[Records from a data source]
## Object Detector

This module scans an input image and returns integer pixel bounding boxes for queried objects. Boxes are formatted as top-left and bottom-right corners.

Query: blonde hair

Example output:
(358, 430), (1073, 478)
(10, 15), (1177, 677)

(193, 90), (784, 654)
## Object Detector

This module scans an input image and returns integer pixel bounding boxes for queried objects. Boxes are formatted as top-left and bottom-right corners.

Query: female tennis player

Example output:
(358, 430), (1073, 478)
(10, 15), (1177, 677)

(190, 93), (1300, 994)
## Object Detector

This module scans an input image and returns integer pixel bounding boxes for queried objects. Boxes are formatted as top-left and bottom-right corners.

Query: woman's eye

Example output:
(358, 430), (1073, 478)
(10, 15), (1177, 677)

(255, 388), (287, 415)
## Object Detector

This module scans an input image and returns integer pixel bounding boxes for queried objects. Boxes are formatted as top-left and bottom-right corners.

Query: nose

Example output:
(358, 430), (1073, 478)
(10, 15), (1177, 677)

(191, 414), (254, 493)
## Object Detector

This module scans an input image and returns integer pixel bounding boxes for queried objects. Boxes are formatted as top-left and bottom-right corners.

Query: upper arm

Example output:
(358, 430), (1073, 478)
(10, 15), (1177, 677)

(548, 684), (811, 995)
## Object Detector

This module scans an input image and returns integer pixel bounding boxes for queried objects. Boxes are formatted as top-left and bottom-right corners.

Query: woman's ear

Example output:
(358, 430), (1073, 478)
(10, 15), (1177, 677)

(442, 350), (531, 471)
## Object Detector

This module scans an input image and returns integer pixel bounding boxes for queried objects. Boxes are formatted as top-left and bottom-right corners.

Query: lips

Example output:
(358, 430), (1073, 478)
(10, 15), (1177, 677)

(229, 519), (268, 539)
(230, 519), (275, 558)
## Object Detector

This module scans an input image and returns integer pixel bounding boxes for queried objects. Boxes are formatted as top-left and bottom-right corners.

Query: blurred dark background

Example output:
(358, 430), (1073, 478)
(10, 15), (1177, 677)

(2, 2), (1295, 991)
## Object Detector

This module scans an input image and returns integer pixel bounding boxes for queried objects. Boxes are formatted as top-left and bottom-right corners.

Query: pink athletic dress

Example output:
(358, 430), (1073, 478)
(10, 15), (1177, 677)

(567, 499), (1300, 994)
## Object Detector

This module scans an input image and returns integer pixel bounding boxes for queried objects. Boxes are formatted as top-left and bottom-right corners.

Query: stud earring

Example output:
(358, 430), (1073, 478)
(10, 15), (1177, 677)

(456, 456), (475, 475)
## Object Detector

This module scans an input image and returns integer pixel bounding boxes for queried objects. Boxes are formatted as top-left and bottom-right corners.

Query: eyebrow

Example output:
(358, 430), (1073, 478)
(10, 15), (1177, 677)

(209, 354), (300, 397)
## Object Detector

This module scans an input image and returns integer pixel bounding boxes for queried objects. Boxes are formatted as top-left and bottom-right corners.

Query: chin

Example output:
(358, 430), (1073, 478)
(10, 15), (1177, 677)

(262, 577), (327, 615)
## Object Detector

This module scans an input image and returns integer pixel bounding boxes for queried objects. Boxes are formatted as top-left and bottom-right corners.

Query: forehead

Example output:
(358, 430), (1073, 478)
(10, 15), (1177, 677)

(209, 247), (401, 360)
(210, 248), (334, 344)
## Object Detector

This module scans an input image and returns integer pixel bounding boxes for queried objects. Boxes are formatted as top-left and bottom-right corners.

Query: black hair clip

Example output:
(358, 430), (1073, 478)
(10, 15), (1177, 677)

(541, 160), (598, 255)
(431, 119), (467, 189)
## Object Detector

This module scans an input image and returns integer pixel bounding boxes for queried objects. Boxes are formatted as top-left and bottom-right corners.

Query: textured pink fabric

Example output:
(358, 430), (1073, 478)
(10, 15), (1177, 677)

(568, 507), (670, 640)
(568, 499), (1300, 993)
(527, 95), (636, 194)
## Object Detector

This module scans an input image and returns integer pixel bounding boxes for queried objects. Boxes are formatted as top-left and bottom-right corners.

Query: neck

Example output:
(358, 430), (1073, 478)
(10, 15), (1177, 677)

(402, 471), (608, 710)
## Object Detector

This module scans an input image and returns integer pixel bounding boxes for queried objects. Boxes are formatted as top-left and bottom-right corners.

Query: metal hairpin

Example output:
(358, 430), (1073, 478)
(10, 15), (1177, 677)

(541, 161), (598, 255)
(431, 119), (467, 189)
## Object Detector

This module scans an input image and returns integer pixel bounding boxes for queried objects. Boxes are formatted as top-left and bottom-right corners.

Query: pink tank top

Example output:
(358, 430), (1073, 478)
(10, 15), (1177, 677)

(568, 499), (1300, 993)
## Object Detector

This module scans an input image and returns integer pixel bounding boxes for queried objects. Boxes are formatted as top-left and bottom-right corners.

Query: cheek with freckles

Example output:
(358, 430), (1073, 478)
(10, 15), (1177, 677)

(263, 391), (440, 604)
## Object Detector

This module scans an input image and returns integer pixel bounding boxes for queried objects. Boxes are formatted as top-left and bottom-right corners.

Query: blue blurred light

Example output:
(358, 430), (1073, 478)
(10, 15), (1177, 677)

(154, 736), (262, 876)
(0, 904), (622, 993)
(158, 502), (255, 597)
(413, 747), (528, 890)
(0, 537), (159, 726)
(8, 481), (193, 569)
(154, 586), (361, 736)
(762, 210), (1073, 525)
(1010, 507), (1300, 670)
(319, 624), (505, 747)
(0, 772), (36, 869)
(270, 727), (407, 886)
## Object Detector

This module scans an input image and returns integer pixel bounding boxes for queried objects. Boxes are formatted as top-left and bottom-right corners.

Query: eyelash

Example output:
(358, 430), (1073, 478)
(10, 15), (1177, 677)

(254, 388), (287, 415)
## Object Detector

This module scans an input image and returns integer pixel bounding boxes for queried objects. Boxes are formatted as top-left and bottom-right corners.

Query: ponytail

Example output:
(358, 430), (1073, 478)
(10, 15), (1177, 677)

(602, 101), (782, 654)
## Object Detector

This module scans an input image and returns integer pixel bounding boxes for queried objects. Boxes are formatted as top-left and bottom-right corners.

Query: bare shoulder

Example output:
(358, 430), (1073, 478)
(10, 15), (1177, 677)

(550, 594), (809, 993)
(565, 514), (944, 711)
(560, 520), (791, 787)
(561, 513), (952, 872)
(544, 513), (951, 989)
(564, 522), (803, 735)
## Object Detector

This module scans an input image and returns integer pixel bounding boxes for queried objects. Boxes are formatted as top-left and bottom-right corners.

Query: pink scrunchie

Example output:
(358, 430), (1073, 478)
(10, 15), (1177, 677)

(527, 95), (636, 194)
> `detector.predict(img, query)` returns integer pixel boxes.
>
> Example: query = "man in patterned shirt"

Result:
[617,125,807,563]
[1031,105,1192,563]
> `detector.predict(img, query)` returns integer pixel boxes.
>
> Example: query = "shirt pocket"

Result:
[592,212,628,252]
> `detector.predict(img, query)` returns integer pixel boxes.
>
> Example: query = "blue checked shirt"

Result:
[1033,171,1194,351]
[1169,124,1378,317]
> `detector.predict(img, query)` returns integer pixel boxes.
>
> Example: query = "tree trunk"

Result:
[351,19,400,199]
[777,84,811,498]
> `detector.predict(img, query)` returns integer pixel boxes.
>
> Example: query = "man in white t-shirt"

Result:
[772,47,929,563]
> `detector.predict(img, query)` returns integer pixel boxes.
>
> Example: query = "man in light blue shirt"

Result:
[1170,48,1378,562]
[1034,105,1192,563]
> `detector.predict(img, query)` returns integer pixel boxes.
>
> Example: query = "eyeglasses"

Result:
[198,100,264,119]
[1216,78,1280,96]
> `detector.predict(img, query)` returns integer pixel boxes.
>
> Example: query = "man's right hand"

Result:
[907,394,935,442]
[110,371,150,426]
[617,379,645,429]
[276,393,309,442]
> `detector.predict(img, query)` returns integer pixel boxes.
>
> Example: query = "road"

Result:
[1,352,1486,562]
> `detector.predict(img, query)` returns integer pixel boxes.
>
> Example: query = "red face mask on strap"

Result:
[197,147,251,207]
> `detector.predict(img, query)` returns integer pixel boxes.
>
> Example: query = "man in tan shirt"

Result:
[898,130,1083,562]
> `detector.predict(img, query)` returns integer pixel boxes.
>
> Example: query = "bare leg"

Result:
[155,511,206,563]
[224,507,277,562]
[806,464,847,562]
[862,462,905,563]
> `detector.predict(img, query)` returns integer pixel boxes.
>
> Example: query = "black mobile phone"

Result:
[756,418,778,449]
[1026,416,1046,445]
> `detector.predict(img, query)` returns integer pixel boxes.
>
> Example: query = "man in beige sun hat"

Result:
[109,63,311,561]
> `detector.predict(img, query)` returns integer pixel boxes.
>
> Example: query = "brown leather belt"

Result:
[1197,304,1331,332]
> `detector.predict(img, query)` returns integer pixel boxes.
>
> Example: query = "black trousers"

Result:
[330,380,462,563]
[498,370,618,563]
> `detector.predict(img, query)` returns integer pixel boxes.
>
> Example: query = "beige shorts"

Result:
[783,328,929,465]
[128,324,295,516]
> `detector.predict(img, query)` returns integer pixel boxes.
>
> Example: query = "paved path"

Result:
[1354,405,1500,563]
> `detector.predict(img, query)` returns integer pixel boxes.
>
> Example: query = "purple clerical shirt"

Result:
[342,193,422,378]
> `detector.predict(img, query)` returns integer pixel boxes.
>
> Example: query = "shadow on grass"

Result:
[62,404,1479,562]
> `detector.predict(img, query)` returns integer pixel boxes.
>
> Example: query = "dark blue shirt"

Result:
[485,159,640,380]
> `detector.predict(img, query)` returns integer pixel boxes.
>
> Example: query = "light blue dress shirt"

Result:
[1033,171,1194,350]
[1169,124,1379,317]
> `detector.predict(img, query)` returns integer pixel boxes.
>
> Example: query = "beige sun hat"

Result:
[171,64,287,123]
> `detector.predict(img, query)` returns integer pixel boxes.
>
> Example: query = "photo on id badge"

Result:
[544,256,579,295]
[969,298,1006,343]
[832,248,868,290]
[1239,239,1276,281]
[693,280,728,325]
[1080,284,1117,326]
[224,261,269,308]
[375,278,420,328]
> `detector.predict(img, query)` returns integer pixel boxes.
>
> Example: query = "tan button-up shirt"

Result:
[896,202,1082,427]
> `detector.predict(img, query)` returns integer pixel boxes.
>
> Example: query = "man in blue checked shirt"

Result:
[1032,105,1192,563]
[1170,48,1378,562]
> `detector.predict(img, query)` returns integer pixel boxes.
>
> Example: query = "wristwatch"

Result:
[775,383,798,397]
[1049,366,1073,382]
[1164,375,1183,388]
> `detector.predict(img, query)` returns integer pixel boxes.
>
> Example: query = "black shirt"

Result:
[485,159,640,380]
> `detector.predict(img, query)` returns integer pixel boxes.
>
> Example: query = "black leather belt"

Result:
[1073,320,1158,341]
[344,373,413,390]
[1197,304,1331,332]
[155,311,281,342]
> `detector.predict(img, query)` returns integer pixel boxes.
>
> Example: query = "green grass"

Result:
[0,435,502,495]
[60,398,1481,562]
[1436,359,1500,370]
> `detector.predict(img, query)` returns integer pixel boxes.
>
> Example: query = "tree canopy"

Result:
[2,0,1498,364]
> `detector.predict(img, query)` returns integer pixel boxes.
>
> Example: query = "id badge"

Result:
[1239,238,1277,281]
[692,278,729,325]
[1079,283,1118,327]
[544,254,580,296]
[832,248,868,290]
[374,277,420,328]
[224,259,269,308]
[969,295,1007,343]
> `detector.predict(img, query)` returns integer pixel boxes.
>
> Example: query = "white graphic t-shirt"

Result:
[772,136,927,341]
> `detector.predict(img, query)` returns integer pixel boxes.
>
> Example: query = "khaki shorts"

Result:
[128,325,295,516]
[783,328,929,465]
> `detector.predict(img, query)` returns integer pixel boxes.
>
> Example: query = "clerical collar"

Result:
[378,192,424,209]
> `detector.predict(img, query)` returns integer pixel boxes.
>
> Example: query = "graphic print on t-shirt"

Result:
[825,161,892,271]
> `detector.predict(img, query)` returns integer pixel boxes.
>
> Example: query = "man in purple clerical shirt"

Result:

# Instructions to follow:
If a line above holds the string "checked", return it as it stands.

# Exercise response:
> Example: query = "blue checked shirt"
> Example: query = "man in blue checked shirt"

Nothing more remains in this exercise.